------ TEKS SUMBER ------

Sebuah Metro
Rindu selalu datang dengan tidak sopan. Dia masuk tanpa mengetuk. Datang tanpa diundang. Setelah didalam, ia memanen sebuah demi sebuah kenangan yang benihnya telah lama ia tanam. Jadilah hati ini menjelma melankolis dan romantis.
Ini semua gara-gara teman saya, Erik. Nama lengkapnya Erik Yanusa. Ia kini di Tangerang. Bekerja disana, katanya. Bekerja apa, saya tak tahu. “Yahhh...jadi buruhlah”, kata Erik. Jadi buruh kok tiap hari online di internet, Rik? Oh, gua jaga warnet, Den. Beberapa hari ini, saya memang aktif mengobrol bersama Erik itu dengan fasilitas YM! milik Yahoo! Ya, menumpang sama perusahaan Amerika buat bincang-bincang dengan teman lama.
Erik itu yang membuat rindu menghampiri saya lagi. Rindu pada rumah milik orangtua saya. Pada kota milik Propinsi Lampung, Metro namanya. Erik lah yang mengajak saya ziarah lagi ke rumah dan kota tempat saya mukim selama enam belas tahun dan sampai kini masih terus menjadi tujuan kala musim mudik lebaran tiba. Rumah dan kota itu bukan tempat kelahiran saya. Mereka justru membantu saya untuk melahirkan banyak hal; pertemanan, permusuhan, permainan segala macam bentuknya, persaudaraan sedarah, pertempuran antar siswa beda SMU, perjalanan dari gunung ke gunung serta tentu saja, makna sejati dari pertemuan dan perpisahan.
Ini salah satu obrolan diantara kami saat chat—entah pada hari yang kapan—yang berkesan buat saya:
yanusa_erick: jadi inget waktu perpisahan SMA
yanusa_erick: gua ditanya sama Nita, ntar kita kalo sudah lulus jadi apa ya?
yanusa_erick: iya, kita jadi apa ya, den?
yanusa_erick: ada yang udah jadi pns
yanusa_erick: polisi
yanusa_erick: dokter
yanusa_erick: karyawan
Denny Ardiansyah: pengangguran
yanusa_erick: ha ha
yanusa_ercik: ya, kita jadi apa, ya?

------ DATA MASUKAN ------

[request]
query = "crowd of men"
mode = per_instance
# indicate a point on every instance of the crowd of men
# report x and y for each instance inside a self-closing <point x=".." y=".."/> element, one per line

------

#### TUGAS
1 - Jawablah pertanyaan berikut berdasarkan teks tentang Metro.
(a) Di kota mana Erik sekarang berada?
(b) Metro merupakan kota di propinsi apa?
(c) Berapa lama penulis bermukim di Metro?
2 - Ubah semua baris catatan di atas menjadi tabel Markdown berkolom "No" dan "Baris", tanpa menyertakan baris kosong.

#### JAWABAN TIAP TUGAS
1 -
(a) Tangerang.
(b) Propinsi Lampung.
(c) Enam belas tahun.

2 -
| No | Baris |
|---|---|
| 1 | [request] |
| 2 | query = "crowd of men" |
| 3 | mode = per_instance |
| 4 | # indicate a point on every instance of the crowd of men |
| 5 | # report x and y for each instance inside a self-closing <point x=".." y=".."/> element, one per line |